Exercise aim =
Of the lines below, write out exactly those from the line with "Target phrase: wire fence" through the line with "Target phrase: broken concrete chunk", both included, and skip the rest.
Data section Start Marker
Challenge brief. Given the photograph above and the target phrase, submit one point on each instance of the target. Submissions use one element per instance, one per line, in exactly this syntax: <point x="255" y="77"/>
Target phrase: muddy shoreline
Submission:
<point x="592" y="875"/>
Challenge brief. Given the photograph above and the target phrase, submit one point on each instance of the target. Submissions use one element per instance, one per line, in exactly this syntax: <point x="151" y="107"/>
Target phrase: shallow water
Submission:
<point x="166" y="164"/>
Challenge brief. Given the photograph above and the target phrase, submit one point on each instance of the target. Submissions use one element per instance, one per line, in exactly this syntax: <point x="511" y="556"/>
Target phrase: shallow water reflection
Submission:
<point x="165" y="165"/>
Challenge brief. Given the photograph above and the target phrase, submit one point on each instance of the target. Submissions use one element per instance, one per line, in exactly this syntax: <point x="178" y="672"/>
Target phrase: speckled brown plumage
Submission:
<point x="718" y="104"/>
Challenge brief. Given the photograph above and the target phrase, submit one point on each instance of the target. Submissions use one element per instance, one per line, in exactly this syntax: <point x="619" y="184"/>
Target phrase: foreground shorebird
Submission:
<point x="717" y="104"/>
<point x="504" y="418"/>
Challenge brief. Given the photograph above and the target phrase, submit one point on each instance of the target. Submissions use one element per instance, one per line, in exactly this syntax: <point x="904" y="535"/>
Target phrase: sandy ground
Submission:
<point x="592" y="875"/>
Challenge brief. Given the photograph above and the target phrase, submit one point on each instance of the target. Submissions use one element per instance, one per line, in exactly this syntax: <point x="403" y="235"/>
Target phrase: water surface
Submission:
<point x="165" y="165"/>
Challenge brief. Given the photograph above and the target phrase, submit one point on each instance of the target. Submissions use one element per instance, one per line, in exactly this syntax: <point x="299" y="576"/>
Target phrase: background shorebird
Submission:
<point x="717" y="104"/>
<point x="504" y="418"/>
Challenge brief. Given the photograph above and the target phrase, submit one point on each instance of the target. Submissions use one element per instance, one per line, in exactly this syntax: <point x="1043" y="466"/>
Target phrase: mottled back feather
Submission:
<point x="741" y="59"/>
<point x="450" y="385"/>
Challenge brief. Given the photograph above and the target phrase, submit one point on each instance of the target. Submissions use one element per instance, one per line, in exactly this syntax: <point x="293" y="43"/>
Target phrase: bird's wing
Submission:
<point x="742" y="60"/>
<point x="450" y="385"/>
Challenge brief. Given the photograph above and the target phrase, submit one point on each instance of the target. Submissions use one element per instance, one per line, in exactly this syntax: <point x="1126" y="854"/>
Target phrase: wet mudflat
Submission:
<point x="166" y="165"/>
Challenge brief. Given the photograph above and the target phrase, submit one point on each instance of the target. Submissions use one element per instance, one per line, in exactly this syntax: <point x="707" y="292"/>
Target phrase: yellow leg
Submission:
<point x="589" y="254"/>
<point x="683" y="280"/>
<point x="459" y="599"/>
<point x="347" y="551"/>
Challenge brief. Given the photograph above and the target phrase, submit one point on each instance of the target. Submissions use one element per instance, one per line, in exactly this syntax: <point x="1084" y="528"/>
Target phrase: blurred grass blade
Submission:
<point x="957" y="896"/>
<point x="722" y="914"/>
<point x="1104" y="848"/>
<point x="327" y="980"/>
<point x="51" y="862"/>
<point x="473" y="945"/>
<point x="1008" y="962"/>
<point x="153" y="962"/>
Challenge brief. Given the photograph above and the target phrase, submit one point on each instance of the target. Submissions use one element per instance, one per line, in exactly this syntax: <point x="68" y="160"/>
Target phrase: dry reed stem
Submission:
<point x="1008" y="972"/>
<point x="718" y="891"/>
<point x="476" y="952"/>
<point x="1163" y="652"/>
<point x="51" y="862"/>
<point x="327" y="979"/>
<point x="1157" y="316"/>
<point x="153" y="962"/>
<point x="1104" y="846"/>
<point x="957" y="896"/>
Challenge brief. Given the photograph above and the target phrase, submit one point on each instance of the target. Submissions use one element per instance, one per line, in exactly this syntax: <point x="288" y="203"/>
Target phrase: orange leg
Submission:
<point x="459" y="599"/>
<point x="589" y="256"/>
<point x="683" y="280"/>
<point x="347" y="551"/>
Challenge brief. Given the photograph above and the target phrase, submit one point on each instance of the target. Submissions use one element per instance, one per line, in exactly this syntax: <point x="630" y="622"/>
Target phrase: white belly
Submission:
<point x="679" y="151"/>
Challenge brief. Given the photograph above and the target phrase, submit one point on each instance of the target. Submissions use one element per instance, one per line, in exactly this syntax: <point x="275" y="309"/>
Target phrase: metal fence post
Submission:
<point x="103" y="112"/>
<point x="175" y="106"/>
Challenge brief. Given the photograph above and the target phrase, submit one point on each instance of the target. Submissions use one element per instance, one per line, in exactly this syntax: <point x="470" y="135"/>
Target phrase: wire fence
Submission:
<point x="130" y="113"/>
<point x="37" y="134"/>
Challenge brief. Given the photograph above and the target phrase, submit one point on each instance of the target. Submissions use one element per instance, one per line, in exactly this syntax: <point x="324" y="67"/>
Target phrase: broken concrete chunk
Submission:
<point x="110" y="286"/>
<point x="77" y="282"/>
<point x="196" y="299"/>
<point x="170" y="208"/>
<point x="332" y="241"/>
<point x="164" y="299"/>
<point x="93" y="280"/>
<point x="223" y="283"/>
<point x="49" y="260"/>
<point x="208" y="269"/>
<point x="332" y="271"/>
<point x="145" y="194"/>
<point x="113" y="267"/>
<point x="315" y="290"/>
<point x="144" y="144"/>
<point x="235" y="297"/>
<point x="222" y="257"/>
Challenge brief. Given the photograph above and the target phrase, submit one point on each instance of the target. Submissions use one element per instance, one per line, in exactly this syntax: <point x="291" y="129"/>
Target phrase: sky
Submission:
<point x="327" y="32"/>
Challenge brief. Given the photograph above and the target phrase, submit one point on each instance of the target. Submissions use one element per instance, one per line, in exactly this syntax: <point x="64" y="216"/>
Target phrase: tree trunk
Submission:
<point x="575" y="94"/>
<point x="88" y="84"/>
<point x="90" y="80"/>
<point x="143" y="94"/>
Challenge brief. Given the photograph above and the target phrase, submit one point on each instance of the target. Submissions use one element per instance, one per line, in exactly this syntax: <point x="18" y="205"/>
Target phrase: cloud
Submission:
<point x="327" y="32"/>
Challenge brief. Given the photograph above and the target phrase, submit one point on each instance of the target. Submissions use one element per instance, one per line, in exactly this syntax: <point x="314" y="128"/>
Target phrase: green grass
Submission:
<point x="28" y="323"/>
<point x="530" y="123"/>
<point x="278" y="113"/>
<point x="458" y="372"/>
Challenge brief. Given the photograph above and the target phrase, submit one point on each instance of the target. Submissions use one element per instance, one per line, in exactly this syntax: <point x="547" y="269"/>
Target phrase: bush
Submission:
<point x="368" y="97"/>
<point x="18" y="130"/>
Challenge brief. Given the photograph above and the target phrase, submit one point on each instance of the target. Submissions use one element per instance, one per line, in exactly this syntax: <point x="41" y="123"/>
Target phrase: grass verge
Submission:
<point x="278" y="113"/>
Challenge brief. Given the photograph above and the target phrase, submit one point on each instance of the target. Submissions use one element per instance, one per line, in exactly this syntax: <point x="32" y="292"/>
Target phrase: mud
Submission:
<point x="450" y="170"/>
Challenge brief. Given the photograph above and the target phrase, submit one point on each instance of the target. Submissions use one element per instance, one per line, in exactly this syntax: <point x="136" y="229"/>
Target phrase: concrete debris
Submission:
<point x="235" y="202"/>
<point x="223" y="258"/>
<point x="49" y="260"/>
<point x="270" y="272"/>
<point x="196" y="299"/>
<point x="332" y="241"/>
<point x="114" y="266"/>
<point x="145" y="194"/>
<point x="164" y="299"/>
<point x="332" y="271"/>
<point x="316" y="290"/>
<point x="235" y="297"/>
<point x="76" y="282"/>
Data section End Marker
Worked solution =
Target phrase: wire fence
Submission:
<point x="130" y="113"/>
<point x="37" y="134"/>
Challenge brief. Given the photograph above and the target phrase, submit one point on each instance of the target. Submissions use one element per instance, one per line, in exactly this syntax: <point x="324" y="67"/>
Target phrase: broken concrete chunk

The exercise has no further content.